--- PAGE EXTRACT ---
>>>>>

To demonstrate the effect of thrust

Materials Required:

Sand

Procedure:

1. First, you stand on the sand on your feet.

2. Lie down on the sand with your whole body.

Observation:

1. While standing on your feet on sand, your feet go deep into the sand.

2. While lying down with your body on sand, your body will not go deep into the sand.

Conclusion:

1. Pressure depends upon the area on which it acts.

2. The effect of thrust on sand is larger while standing than lying.

ACTIVITY-2

Take a transparent plastic pipe. Also take a balloon and tie it tightly over one end of the plastic pipe. Pour some water in the pipe from the top. What happens? The balloon tied at the bottom stretches and bulges out. It shows that the water poured in the pipe exerts a pressure on the bottom of its container.

Aim: To demonstrate that water exerts pressure on the bottom of the container.

Materials Required: Plastic pipe, Balloon, Water.

Procedure:

1. Take a transparent plastic pipe and a balloon.

2. Tie the balloon tightly over one end of plastic pipe.

3. Keep the pipe with the closed end at the bottom.

4. Pour some water in the pipe from the top.

Observation: The balloon tied at the bottom stretches and bulges out.

Conclusion: Water poured in the pipe exerts pressure on the bottom of its container.

ACTIVITY - 3

Take a large plastic can. Punch holes with a nail in a vertical line on the side of the can as shown in figure. Then fill the can with water. The water may just dribble out from the top hole, but with increased speed at the bottom holes as depth causes the water to squirt out with more pressure.

Aim:

To demonstrate that pressure increases as depth increases.

Materials Required:

1. Large plastic can.

2. A sharp nail.

Procedure:

1. Take a large plastic can.

2. Punch holes with a nail in a vertical line up on the side of can every inch or several centimetres.

Observation:

1. Water dribbles out from top hole.

2. Water from bottom hole flows with increased speed.

Conclusion:

Depth causes water to squirt out with more pressure.

ACTIVITY - 4

Take two liquids of different densities say water and oil to a same level in two plastic containers. Make holes in the two containers at the same level. What do you see? It can be seen that water is squirting out with more pressure than oil. This indicates that pressure depends on density of the liquid.

Aim:

To demonstrate pressure depends on density of the liquid.

Materials Required:

1. Two plastic containers, 2.Water, 3. Oil (Both same volume), 4. Sharp nail

Procedure:

1. Take a water and oil to a same level in two plastic containers.

2. Make a hole at same level in two containers.

<<<<<

--- PROVIDED DATA ---
>>>>>

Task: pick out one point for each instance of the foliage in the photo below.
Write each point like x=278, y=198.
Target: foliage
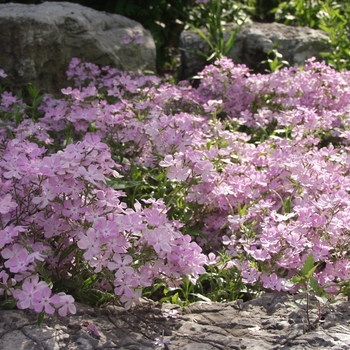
x=131, y=186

<<<<<

--- WHAT IS BEING ASKED ---
Write the next part of the write-up on pressure activities, starting after the last procedure step it shows.

--- TASK ANSWER ---
Observation:

Water squirts out with more pressure than that of oil.

Conclusion:

Pressure depends on density of the liquid.

ACTIVITY - 5

Take two identical flasks and fill one flask with water to 250 cm3 mark and the other with kerosene to the same 250 cm3 mark. Measure them in a balance. The flask filled with water will be heavier than the one filled with kerosene. Why? The answer is in finding the mass per unit volume of kerosene and water in respective flasks.

Aim:

To prove that density of a substance is the mass per unit volume of given substance.

Materials Required:

2. Water

3. Kerosene (same volume as water)

Procedure:

2. Fill one flask with water to 250 cm3 mark.

3. Fill the other flask with kerosene to same 250 cm3 mark.

4. Measure both flasks in balance separately.

Observation:

The flask filled with water will be heavier than that of the flask filled with kerosene.

Conclusion:

In the above activity, we know that

1. Both water and kerosene have same volume (i.e.) 250 cm3.

2. The density of the water lg / cm3 and density of kerosene is 0.8g / cm3

3. Density = (mass/ volume) , therefore mass = Density × volume.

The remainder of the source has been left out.